GIVEN DATA:
========================

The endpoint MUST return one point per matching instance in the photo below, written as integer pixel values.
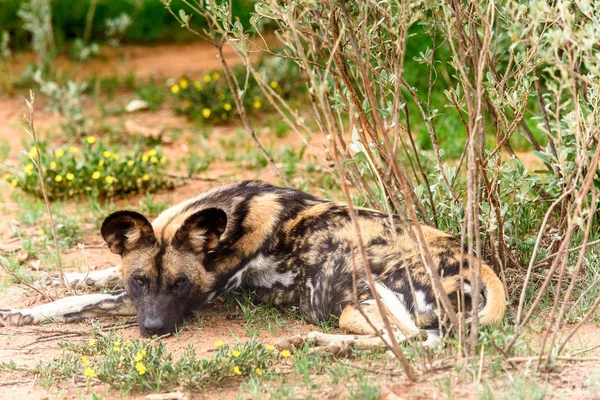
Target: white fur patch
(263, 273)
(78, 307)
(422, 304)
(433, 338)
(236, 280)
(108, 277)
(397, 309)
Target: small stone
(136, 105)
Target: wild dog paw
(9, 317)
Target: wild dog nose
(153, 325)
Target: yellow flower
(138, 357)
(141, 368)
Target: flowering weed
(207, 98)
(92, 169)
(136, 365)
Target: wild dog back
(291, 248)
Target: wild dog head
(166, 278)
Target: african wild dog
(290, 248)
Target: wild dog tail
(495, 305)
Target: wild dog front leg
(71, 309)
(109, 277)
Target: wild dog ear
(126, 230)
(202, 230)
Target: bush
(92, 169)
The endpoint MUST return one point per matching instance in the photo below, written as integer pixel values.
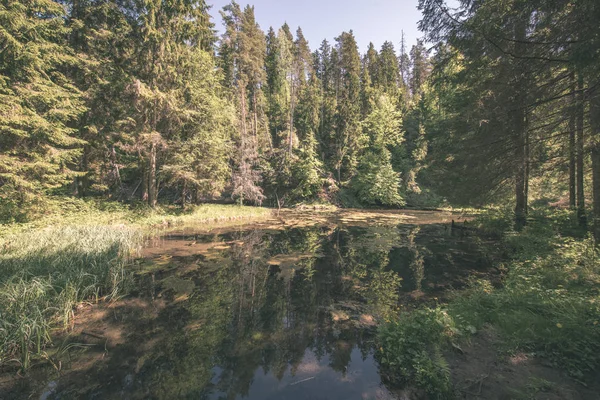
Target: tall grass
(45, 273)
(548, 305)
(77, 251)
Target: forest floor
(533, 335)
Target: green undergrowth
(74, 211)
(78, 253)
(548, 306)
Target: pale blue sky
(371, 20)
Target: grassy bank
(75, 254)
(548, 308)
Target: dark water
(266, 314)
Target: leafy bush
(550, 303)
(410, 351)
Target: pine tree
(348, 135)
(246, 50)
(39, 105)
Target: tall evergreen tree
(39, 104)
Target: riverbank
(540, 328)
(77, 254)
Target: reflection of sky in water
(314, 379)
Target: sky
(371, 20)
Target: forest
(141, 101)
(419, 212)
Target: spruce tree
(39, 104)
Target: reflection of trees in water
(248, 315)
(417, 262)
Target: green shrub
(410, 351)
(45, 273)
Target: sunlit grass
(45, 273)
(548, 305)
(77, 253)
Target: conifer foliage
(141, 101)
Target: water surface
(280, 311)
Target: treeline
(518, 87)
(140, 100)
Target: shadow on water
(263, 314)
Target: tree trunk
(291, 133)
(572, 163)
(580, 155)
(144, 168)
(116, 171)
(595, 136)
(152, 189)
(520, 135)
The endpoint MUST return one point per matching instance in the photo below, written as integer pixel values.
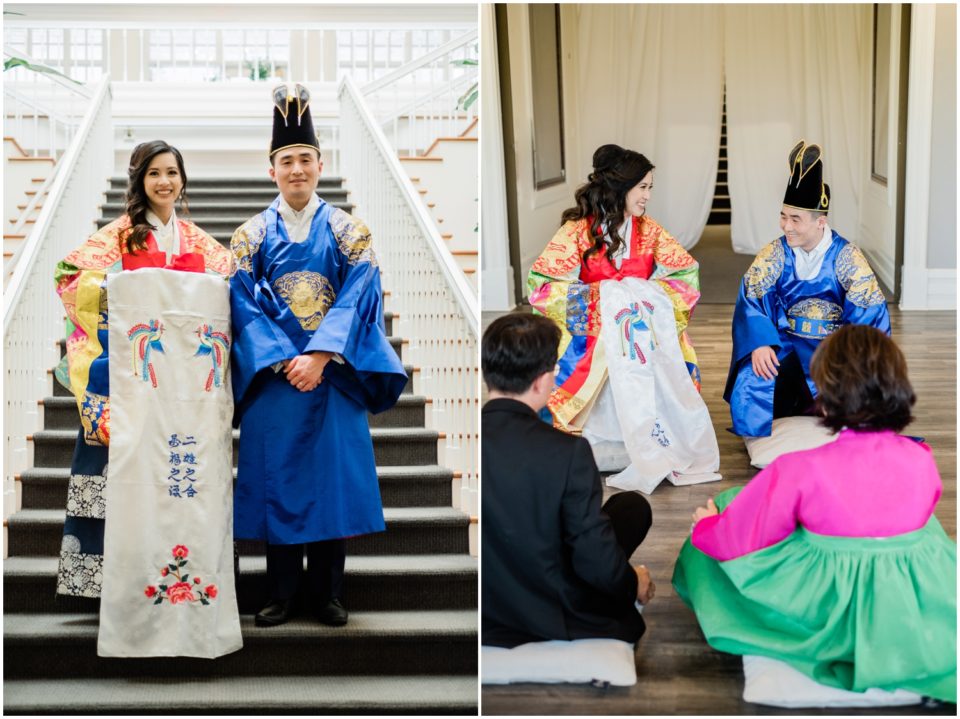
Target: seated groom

========================

WHAT IS BEING ASKED:
Rewrite all of the lines above, changing every "wild dog" to "painted dog" and keeping everything else the same. Leave the pictures out.

SOLUTION FOR THIS PROBLEM:
The endpoint MUST return one point per matching instance in the photo below, written as integer pixel values.
Target: white fur patch
(263, 273)
(78, 307)
(422, 304)
(433, 338)
(236, 280)
(108, 277)
(397, 309)
Target: small stone
(136, 105)
Target: painted dog paw
(9, 317)
Target: painted dog nose
(153, 325)
Target: yellow flower
(138, 357)
(141, 368)
Target: flowering weed
(207, 98)
(92, 169)
(136, 365)
Target: painted dog back
(291, 248)
Target: painted dog head
(166, 278)
Target: african painted dog
(290, 248)
Target: painted dog tail
(495, 305)
Target: painted dog front leg
(71, 309)
(109, 277)
Target: painted dog ear
(126, 230)
(202, 230)
Target: bush
(92, 169)
The endpoint MUST return one point per matching instance in the photo below, written as integer pixel values.
Target: tall grass
(45, 273)
(548, 305)
(77, 251)
Target: forest floor
(533, 335)
Target: green undergrowth
(74, 211)
(78, 253)
(548, 306)
Target: pale blue sky
(371, 20)
Target: grassy bank
(75, 254)
(548, 308)
Target: dark water
(266, 314)
Target: leafy bush
(550, 303)
(410, 351)
Target: pine tree
(348, 135)
(246, 50)
(39, 105)
Target: tall evergreen tree
(39, 104)
Target: riverbank
(540, 328)
(77, 254)
Target: reflection of sky in water
(314, 379)
Target: sky
(371, 20)
Target: forest
(141, 101)
(419, 212)
Target: spruce tree
(39, 104)
Target: reflection of trees in water
(248, 315)
(417, 262)
Target: green shrub
(410, 351)
(45, 273)
Target: sunlit grass
(45, 273)
(548, 305)
(77, 253)
Target: conifer foliage
(141, 101)
Target: water surface
(280, 311)
Target: treeline
(518, 87)
(140, 100)
Target: shadow on water
(263, 314)
Target: tree trunk
(291, 133)
(572, 163)
(580, 155)
(144, 168)
(116, 171)
(595, 136)
(152, 189)
(520, 135)
The endpoint MUST return one point per matching instance in the photo below, written as integer pixel values.
Target: seated groom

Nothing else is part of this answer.